::: Passage given :::

Nickel Mining in Canada: Everything You Need to Know

Nickel Mining in Canada: Everything You Need to Know

nickel mining facts canada

Did you know that Canada is a global leader in nickel production, an essential component of countless products we rely on daily?! From anti-corrosion alloys and stainless-steel appliances to jet engines and electric vehicles, nickel plays a huge role in the contemporary lifestyle most Canadians are fortunate enough to enjoy.

And with projected growing global demand for the metal over the next several years, Canada should be doing everything it can to provide the world with more nickel. According to an analysis by Rystad Energy, global demand for high-grade nickel will outweigh supply by 2024 because of its essential role in EV batteries and other technologies essential to the energy transition.

:::

_Required tasks_
(1) Answer these from the nickel mining article:
(a) Which country does it call a global leader in nickel production?
(b) Which firm's analysis does it cite?
(c) By what year does that analysis say global demand for high-grade nickel will outweigh supply?
(2) Please transcribe the nickel mining article from "nickel mining facts" to "the energy transition." word for word.
The listing that follows comes from a different source than the nickel mining article.

::: Records :::

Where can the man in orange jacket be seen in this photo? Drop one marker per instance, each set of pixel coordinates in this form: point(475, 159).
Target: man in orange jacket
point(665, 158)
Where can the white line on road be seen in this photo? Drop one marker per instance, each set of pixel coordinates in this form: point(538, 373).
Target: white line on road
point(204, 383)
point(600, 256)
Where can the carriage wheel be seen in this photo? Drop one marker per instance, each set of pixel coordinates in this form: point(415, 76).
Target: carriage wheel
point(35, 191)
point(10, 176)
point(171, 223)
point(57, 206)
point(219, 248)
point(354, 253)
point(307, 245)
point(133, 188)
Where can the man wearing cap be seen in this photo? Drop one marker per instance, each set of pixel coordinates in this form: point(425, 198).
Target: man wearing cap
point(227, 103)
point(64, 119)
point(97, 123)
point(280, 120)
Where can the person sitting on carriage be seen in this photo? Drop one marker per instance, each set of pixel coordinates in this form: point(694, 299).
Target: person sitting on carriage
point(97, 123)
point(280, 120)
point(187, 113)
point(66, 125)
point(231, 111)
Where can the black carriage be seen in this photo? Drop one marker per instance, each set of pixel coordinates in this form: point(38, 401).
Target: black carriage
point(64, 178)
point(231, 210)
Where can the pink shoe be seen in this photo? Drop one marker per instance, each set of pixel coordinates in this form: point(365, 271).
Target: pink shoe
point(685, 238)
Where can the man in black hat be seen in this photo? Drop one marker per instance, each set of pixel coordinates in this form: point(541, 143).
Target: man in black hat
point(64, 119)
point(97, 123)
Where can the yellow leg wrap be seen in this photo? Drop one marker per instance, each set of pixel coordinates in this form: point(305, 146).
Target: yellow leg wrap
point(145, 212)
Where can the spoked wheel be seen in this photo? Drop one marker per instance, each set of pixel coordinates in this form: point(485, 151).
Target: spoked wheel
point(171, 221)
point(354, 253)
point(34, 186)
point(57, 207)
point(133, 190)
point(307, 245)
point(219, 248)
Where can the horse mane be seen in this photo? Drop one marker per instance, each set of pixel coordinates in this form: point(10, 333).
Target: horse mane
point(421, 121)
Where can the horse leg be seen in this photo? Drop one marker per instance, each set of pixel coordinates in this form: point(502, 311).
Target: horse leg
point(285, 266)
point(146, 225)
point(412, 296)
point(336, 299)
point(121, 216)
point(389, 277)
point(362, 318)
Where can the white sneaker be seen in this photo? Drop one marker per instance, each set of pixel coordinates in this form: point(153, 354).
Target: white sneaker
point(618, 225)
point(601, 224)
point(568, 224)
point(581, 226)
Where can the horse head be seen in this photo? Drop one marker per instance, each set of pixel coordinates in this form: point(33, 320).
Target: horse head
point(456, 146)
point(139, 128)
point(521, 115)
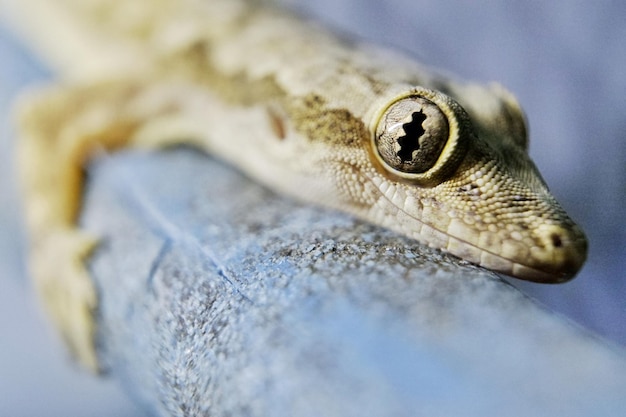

:::

_Solution list_
(1)
(a) Canada
(b) Rystad Energy
(c) 2024

(2)
nickel mining facts canada

Did you know that Canada is a global leader in nickel production, an essential component of countless products we rely on daily?! From anti-corrosion alloys and stainless-steel appliances to jet engines and electric vehicles, nickel plays a huge role in the contemporary lifestyle most Canadians are fortunate enough to enjoy.

And with projected growing global demand for the metal over the next several years, Canada should be doing everything it can to provide the world with more nickel. According to an analysis by Rystad Energy, global demand for high-grade nickel will outweigh supply by 2024 because of its essential role in EV batteries and other technologies essential to the energy transition.